## The problem
Your reply should consist solely of the lines from the one containing "217L842 229L815 236L833" through the end of the data, restated word for word.

[Stored data entries]
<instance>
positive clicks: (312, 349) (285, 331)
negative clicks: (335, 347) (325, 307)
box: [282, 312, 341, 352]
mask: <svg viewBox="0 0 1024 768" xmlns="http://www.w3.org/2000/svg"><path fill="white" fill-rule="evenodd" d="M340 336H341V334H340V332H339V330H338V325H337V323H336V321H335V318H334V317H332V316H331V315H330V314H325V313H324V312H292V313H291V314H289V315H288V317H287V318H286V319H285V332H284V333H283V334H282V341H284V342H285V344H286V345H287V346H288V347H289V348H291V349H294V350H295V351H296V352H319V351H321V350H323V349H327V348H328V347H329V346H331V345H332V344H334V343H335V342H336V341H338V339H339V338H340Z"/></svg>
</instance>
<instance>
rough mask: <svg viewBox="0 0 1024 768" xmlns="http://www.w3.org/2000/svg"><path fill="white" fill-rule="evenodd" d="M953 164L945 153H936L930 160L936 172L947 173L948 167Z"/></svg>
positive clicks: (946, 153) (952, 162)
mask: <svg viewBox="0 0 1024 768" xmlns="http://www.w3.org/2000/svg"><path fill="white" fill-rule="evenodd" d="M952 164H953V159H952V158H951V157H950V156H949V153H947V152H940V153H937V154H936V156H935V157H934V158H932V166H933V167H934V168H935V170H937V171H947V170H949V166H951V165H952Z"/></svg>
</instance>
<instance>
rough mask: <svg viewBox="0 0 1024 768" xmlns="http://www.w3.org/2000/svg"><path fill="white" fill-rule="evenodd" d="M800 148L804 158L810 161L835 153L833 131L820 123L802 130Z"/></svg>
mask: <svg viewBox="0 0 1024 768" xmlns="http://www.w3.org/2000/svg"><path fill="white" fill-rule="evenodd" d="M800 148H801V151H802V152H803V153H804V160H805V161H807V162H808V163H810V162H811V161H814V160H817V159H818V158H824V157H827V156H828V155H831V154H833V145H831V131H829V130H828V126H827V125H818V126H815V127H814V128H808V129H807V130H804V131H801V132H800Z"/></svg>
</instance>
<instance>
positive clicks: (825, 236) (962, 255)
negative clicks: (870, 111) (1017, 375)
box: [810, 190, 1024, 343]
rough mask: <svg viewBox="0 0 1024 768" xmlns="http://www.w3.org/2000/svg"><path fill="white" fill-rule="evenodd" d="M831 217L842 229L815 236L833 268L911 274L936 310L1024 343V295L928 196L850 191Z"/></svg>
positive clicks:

## Output for this task
rough mask: <svg viewBox="0 0 1024 768" xmlns="http://www.w3.org/2000/svg"><path fill="white" fill-rule="evenodd" d="M831 217L842 229L815 236L833 268L911 274L936 310L1024 343V295L928 196L850 191Z"/></svg>
positive clicks:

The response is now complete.